_What is being asked:_
Would it be possible to quote, exactly and in full, the lines from the one with "of the moored" through the end of the entries below?

#### Exercise input ####

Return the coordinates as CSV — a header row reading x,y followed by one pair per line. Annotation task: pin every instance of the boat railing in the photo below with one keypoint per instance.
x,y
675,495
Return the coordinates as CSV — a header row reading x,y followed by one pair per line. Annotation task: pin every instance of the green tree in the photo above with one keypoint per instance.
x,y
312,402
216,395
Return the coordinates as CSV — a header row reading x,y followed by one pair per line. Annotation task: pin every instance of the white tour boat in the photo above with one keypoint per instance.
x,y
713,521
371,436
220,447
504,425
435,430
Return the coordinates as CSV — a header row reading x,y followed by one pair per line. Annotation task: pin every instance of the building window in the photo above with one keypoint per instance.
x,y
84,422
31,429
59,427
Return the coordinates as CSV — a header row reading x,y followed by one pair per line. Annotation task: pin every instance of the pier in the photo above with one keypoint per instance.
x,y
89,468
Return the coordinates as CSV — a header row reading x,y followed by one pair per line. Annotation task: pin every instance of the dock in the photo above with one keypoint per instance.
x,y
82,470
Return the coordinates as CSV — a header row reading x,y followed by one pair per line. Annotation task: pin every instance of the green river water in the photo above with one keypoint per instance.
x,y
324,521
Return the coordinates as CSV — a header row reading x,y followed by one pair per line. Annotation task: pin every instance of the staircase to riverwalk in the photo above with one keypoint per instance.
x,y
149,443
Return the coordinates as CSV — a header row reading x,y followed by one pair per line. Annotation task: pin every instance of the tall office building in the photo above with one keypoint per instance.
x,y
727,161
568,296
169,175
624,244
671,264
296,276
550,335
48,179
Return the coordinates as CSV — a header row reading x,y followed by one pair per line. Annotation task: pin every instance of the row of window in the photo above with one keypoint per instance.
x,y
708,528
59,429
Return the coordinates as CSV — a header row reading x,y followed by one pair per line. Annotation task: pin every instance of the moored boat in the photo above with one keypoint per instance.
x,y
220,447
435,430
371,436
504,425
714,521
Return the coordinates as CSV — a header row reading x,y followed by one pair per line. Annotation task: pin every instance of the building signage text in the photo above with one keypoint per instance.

####

_Completed task:_
Return the coordinates as CSV — a header row reading x,y followed by one pair per line. Annotation task: pin every instance of the moored boat in the photo above with one keypoint per instance.
x,y
220,447
435,430
371,436
504,425
714,521
Return the coordinates as CSV — a header row reading x,y followed by one pair per line. Annotation task: pin every instance of the building signage text in the photo above with one keypoint per instance.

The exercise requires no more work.